* Stated problem:
Only the lines from the one containing "Each instance receives one keypoint. Mark the rocky" through the final line of the material below should be output, exactly as they stand.

* Records shown:
= = = = =

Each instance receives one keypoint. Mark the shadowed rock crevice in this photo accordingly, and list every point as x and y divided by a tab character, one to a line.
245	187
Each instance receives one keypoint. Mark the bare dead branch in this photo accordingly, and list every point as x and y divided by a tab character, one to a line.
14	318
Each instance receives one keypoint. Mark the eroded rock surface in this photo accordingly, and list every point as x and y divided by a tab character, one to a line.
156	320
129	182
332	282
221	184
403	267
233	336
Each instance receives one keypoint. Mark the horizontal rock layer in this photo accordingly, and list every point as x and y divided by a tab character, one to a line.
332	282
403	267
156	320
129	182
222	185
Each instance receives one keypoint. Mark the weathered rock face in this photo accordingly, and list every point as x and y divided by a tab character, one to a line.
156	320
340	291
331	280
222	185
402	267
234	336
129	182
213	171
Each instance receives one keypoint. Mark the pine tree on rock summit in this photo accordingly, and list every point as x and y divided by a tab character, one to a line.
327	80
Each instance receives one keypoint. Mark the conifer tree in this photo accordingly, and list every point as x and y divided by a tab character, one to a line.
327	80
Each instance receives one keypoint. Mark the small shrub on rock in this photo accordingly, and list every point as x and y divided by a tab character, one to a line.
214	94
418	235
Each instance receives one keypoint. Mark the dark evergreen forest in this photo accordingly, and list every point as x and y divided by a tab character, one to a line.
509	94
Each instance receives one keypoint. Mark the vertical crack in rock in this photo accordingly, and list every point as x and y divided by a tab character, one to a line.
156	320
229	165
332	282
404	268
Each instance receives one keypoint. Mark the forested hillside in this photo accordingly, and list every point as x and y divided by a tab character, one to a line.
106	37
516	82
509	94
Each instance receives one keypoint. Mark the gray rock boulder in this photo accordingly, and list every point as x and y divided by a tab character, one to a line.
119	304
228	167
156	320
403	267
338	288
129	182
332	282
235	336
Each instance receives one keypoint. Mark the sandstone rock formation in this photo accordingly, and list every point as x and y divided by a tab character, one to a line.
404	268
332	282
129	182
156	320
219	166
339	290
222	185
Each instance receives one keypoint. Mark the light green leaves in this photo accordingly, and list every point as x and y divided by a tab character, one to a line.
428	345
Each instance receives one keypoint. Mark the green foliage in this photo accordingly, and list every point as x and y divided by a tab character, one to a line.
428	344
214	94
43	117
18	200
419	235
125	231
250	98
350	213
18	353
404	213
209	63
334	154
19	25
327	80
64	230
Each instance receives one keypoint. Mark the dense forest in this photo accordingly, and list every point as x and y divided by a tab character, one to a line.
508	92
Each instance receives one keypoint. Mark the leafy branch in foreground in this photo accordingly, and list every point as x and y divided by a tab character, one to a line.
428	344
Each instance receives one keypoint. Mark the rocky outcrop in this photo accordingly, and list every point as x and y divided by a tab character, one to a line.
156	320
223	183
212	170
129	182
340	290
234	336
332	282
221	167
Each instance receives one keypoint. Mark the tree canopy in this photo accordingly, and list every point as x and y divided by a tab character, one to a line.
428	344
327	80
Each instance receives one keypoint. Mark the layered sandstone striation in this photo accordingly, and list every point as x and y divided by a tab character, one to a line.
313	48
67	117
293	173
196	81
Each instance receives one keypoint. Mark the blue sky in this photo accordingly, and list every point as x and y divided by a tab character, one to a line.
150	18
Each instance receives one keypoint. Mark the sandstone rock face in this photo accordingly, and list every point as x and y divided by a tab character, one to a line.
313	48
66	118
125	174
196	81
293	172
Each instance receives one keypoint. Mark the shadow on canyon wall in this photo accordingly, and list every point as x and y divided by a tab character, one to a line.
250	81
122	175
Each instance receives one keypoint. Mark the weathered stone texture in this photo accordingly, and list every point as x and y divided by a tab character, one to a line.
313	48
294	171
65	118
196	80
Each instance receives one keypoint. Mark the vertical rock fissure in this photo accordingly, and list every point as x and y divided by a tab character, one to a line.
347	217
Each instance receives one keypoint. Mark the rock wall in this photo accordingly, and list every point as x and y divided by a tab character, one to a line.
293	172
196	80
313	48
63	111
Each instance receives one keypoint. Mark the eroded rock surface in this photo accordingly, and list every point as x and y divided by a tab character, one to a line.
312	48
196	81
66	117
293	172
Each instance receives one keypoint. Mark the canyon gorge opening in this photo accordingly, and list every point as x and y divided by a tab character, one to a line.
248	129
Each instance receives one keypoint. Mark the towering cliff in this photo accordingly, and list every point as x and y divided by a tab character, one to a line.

= = = = =

* Output of the exercise:
Each instance receives one keypoint. Mark the rocky outcrop in this photo accordingly, and list every point as x and y divided by a tab character, one to a line.
156	320
223	183
212	170
129	182
340	290
234	336
332	282
221	167
Each instance receives one keypoint. Mark the tree canopy in this photo accordingly, and list every point as x and y divided by a tab character, one to a line.
428	344
327	80
Each instance receives one keypoint. Mark the layered sandstone striation in this photo accordingly, and list every point as x and y divided by a tab character, one to a line.
313	48
67	117
293	173
196	81
Each instance receives one keypoint. Mark the blue sky in this photo accordingly, and list every point as x and y divided by a tab character, one to a line.
150	18
Each instance receives one keypoint. Mark the sandstone rock face in this photo accordingly, and list every point as x and y divided by a tab character, one to a line.
313	48
66	118
125	174
196	81
293	172
Each instance receives one keypoint. Mark the shadow on canyon wall in this photo accordingly, and list every point as x and y divided by a tab character, one to a line.
250	81
122	175
Each instance receives one keypoint. Mark the weathered stone texture in this photo accordingly, and list every point as x and y divided by a tab character, one to a line.
313	48
294	171
65	118
196	80
Each instance receives one keypoint. Mark the vertical rock fissure in this photo accordingly, and list every point as x and y divided by a tab character, one to a line.
347	217
Each instance receives one keypoint. Mark the rock wall in this photo accordingly, and list every point as x and y divided by a tab character, one to a line.
293	172
196	80
313	48
63	111
Each instance receives one keypoint. Mark the eroded rock surface in this photo accordingly, and list every point as x and y divided by a tab character, one to a line.
312	48
196	81
66	117
293	172
Each instance receives one keypoint. Mark the canyon gorge opening in this photo accordingly, and list every point as x and y divided by a tab character, one to a line.
248	129
Each instance receives one keypoint. Mark the towering cliff in this photo accordingly, and list every point as x and y divided by a tab character, one to a line.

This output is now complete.